* Exercise instructions
Every line of the entries below from the one containing "this one's easy — locate the wrought" to the one containing "this one's easy — locate the metal", both ends included, must be written out exactly. No other line belongs in the answer.

* Given records

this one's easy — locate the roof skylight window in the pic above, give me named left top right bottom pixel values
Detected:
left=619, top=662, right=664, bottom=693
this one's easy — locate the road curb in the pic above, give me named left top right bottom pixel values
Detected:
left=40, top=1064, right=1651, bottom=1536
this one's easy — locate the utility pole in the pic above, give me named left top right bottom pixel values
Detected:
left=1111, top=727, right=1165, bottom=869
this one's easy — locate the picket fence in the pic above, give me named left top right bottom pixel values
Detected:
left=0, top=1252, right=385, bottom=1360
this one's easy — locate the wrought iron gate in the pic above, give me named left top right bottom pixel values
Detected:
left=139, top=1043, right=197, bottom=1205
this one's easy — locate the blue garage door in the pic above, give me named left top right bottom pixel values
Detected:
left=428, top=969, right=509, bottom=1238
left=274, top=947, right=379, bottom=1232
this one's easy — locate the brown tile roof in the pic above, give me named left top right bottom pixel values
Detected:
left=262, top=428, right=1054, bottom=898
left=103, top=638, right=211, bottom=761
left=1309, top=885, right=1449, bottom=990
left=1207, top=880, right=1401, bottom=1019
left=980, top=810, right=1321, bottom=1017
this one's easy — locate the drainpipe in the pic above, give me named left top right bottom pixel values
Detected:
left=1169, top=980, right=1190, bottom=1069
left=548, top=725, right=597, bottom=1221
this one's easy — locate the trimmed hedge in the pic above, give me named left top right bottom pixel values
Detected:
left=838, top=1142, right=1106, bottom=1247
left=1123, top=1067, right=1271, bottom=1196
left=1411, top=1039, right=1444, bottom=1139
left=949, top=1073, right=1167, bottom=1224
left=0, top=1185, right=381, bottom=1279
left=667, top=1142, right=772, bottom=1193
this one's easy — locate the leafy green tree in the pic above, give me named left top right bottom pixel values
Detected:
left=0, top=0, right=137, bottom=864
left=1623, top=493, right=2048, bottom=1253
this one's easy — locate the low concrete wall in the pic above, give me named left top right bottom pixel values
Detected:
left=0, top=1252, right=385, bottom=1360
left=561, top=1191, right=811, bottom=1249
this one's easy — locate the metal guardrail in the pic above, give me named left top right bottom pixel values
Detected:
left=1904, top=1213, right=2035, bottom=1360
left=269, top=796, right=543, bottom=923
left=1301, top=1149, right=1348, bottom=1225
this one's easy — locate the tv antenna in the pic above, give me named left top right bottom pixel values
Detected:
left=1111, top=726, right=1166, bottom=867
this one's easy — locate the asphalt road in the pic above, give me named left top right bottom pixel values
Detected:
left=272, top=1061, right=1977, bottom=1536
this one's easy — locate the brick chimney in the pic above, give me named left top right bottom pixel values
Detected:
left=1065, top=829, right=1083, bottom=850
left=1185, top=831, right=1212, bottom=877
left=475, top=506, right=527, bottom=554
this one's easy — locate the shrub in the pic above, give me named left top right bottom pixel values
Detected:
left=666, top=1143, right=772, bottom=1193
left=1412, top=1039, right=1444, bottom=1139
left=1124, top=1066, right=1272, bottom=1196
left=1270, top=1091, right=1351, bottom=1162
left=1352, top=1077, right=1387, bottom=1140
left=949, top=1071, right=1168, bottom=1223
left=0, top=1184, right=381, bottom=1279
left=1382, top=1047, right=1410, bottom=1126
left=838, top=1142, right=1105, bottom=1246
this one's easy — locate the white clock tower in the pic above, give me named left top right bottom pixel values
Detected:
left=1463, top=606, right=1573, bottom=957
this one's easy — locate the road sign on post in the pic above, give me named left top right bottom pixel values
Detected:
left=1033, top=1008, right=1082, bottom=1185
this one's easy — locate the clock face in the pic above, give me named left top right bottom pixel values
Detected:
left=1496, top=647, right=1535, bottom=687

* Written reply
this one's easy — locate the wrought iron gate in the pic above, give me named left top right bottom pixel values
Detected:
left=139, top=1043, right=197, bottom=1205
this one's easy — locate the blue garage door in the pic above, give me named left top right bottom pixel values
Detected:
left=428, top=969, right=509, bottom=1238
left=274, top=947, right=379, bottom=1232
this one's easy — locate the brown tile roof in the pic above, give me named left top right bottom pixel values
Detected:
left=262, top=428, right=1054, bottom=898
left=103, top=638, right=211, bottom=761
left=1309, top=885, right=1449, bottom=990
left=1207, top=880, right=1401, bottom=1019
left=980, top=810, right=1321, bottom=1017
this one's easy — locate the drainpipe in the pic above, give me named left top right bottom pixel values
Detected:
left=1169, top=980, right=1190, bottom=1069
left=548, top=725, right=597, bottom=1221
this one's easy — locate the trimmed hedge in the pic above, give me named left top right bottom pixel values
Detected:
left=838, top=1142, right=1106, bottom=1247
left=1123, top=1067, right=1271, bottom=1196
left=1411, top=1039, right=1444, bottom=1139
left=949, top=1073, right=1167, bottom=1224
left=0, top=1185, right=381, bottom=1279
left=667, top=1142, right=772, bottom=1193
this one's easy — locate the leafy green tree in the pic above, give me named left top right bottom pixel values
Detected:
left=0, top=0, right=137, bottom=864
left=1623, top=493, right=2048, bottom=1253
this one's easy — locate the low concrete wall in the pic above, give me named left top right bottom pixel values
Detected:
left=0, top=1252, right=385, bottom=1360
left=561, top=1191, right=811, bottom=1249
this one's easy — locate the metal guardrail in the pic above, give me named left top right bottom pixel values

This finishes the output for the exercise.